### DATA FOR THIS TASK
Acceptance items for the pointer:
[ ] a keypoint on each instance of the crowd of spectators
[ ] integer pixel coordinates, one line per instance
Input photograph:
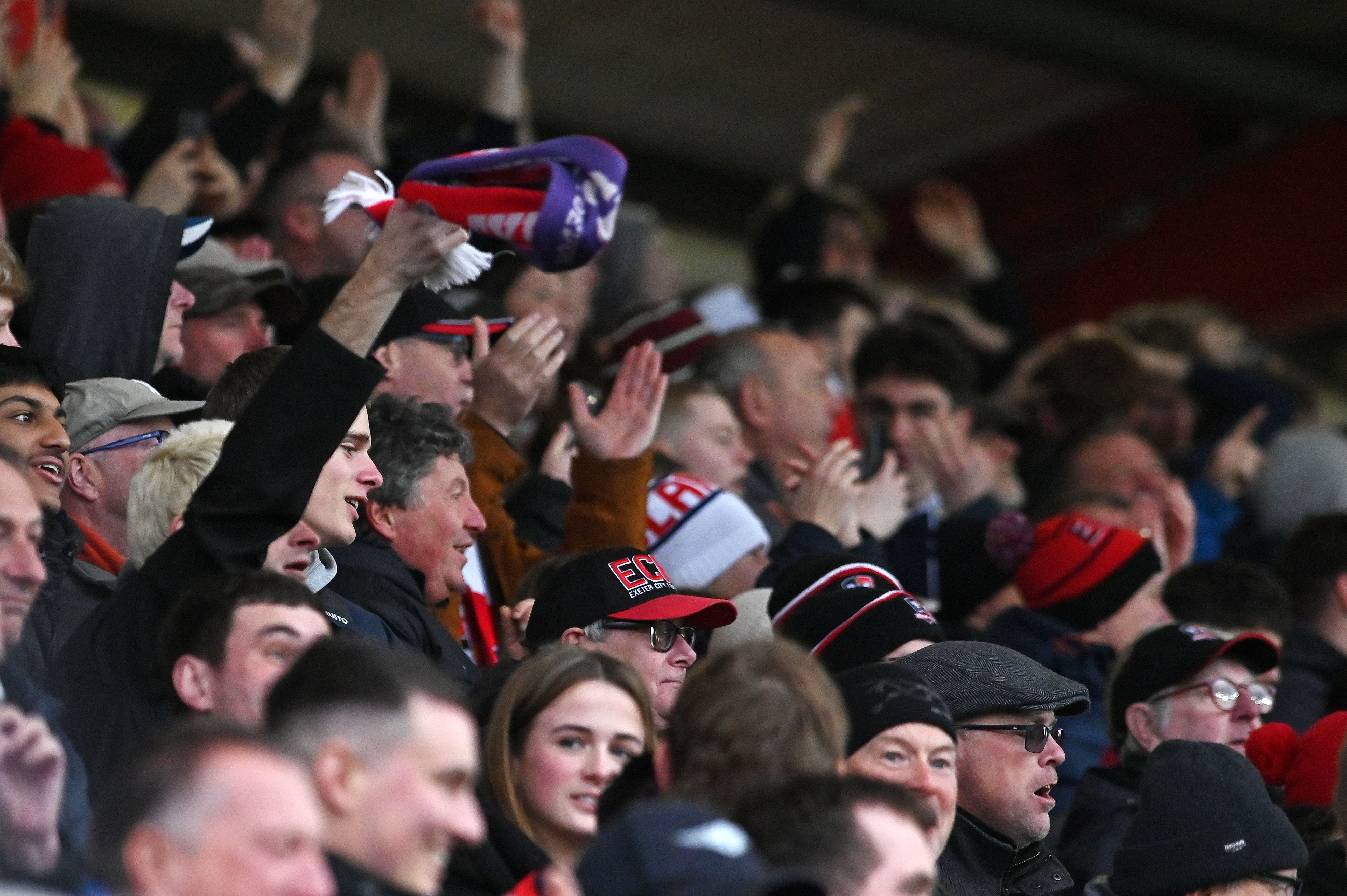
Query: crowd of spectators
(573, 578)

### TASK INSTRUCTIONS
Produce a verbatim transcription of every line in the listing, images omitted.

### RESPONSE TO THE TASK
Acceptance items for the pointer:
[ ] a keypoint on each instance of the crowd of spectators
[ ] integer pixel coordinates, one line per instance
Input photograph:
Query: crowd of spectators
(573, 578)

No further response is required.